▶ Exercise description: Set down all of the data exactly. Pictures stay out of the copy.

═══ Input data ═══

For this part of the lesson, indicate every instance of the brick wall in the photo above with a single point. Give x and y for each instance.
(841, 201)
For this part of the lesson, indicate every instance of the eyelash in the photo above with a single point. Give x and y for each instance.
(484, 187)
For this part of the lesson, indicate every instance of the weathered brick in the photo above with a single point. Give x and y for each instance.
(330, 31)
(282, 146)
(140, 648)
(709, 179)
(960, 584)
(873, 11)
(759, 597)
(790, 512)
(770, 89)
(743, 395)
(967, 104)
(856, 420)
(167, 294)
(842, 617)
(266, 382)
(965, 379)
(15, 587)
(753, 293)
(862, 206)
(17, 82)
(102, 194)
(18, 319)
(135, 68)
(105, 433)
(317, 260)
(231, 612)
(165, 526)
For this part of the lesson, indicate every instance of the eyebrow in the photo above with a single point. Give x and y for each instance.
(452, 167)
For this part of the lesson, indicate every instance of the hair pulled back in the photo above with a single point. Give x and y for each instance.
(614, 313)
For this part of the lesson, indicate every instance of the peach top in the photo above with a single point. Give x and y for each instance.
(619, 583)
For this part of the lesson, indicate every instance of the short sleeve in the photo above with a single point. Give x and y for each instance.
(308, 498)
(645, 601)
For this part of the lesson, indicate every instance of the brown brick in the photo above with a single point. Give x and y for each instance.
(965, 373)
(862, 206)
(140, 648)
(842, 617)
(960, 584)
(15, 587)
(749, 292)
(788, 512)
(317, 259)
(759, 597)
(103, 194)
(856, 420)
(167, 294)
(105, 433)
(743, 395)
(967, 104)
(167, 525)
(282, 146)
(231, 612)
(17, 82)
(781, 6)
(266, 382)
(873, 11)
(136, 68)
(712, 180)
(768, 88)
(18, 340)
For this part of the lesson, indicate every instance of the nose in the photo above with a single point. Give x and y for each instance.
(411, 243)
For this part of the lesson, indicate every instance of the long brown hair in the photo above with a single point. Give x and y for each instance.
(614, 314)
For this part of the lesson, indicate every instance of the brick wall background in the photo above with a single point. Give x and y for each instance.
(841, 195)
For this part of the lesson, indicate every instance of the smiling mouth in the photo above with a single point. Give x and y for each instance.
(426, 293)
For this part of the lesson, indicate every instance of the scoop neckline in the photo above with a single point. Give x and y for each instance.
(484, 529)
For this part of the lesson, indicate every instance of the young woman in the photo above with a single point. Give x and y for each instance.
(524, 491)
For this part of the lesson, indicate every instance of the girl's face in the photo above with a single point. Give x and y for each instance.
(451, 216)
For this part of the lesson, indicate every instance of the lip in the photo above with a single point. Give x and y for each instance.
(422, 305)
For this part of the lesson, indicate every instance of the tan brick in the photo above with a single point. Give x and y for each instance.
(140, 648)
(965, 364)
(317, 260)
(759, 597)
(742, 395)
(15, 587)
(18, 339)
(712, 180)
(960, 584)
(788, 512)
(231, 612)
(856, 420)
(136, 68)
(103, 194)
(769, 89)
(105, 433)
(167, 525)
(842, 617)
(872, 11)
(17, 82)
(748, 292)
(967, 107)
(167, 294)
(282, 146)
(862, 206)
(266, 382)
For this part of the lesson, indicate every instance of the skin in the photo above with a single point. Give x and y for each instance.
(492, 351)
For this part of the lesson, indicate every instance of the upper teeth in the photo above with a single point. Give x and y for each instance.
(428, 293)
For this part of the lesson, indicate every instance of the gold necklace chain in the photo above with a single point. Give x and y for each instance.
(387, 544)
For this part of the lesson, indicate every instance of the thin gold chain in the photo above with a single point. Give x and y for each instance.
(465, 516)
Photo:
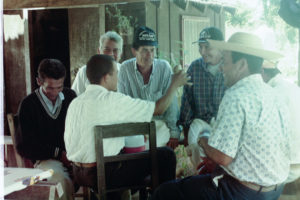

═══

▶ Exercise response:
For this part of the lesson, indicate every instance of the brick wall in the photo above with a single point. Give x and y for each instance.
(841, 201)
For this part of the lesson, indicate every instance of the eyelash in the photo above with a single point. Give x and y for each instance.
(484, 187)
For this part of the lesson, indicate every instance of the weathered brick in the photo above with a single point. Give x and y for each instance.
(330, 31)
(282, 146)
(140, 648)
(709, 179)
(960, 584)
(873, 11)
(759, 597)
(790, 512)
(770, 89)
(743, 395)
(967, 104)
(856, 420)
(167, 294)
(842, 617)
(266, 382)
(965, 379)
(15, 587)
(753, 293)
(862, 206)
(17, 82)
(102, 194)
(18, 319)
(135, 68)
(105, 433)
(317, 260)
(231, 612)
(165, 526)
For this part of the lesson, indicate every instance of the eyebrow in the photo above with a single point. Give x and y for each instance.
(452, 167)
For this part of the lesson, indicate every instance of the hair pulled back in the photo above with a single point. Give x and y for each instance.
(614, 313)
For this part of the lesson, indicate every instance of the peach top in the photo above with a single point. Give x and y for each instance.
(619, 583)
For this part of the lesson, indicate every instance of the short sleeve in the photo above with a single point. Give x and y for each instance.
(308, 498)
(645, 601)
For this part of the lesson, indicate every instance of the brown brick in the photo above with a single point. Give x and y for each instance.
(965, 373)
(862, 206)
(140, 648)
(842, 617)
(960, 584)
(15, 587)
(749, 292)
(788, 512)
(317, 259)
(759, 597)
(103, 194)
(856, 420)
(167, 294)
(105, 433)
(743, 395)
(967, 104)
(167, 525)
(282, 146)
(231, 612)
(17, 82)
(781, 6)
(266, 382)
(873, 11)
(136, 68)
(712, 180)
(768, 88)
(18, 340)
For this part of the lesson, indicate every instance of the nose in the photo above with a single point. Give x and y for each instance.
(411, 243)
For this part of the lesson, indicate every instance of the long brown hair in the photo above with a single point. Give x and y for each instance.
(614, 314)
For this part of the lesson, indicate every instance of the brick wall background in the photo above with a single point. Give x and y for each instance.
(841, 195)
For this part of the lesson, indicate every instance of the smiling mouth in the photo above with a single point. Give x and y for each instance.
(426, 293)
For this part of the lesson, indicate every instance of the scoop neckline in the photo above with a single point. Give x and y for each instance.
(484, 529)
For this part of the lesson, indicate every instance of the young woman in the photo above with a single point. Give x and y for each instance.
(524, 491)
For this part of the lesson, indicate every instance of the girl's face in the photo above with a single point. Give x and y for each instance.
(451, 216)
For this part of the lesson, indicate every instance of the lip in the photo above with a single point. Give x and y for each instance.
(422, 305)
For this part of the lesson, indicate every instance of the tan brick in the photo above with a single point. Give x and y for each instance.
(140, 648)
(965, 364)
(317, 260)
(759, 597)
(742, 395)
(15, 587)
(18, 339)
(712, 180)
(960, 584)
(788, 512)
(231, 612)
(856, 420)
(136, 68)
(103, 194)
(769, 89)
(105, 433)
(167, 525)
(842, 617)
(872, 11)
(17, 82)
(748, 292)
(967, 107)
(167, 294)
(282, 146)
(862, 206)
(266, 382)
For this part of the lesson, indicate every instance of the skin in the photo above with a single point. Give x and y for each instance.
(492, 351)
For this part of the lesson, indicate every instance of the upper teeth in the photo above with a single point. Give x and y for each instance.
(428, 293)
For this part of the lesson, indicate every instance of the gold necklace chain in the photo above with a single point. Give x and y for each instance.
(387, 544)
For this part of the lesson, indicate every instance of the thin gold chain in the photo above with a single point. Give x and y for each instance.
(465, 516)
Photo:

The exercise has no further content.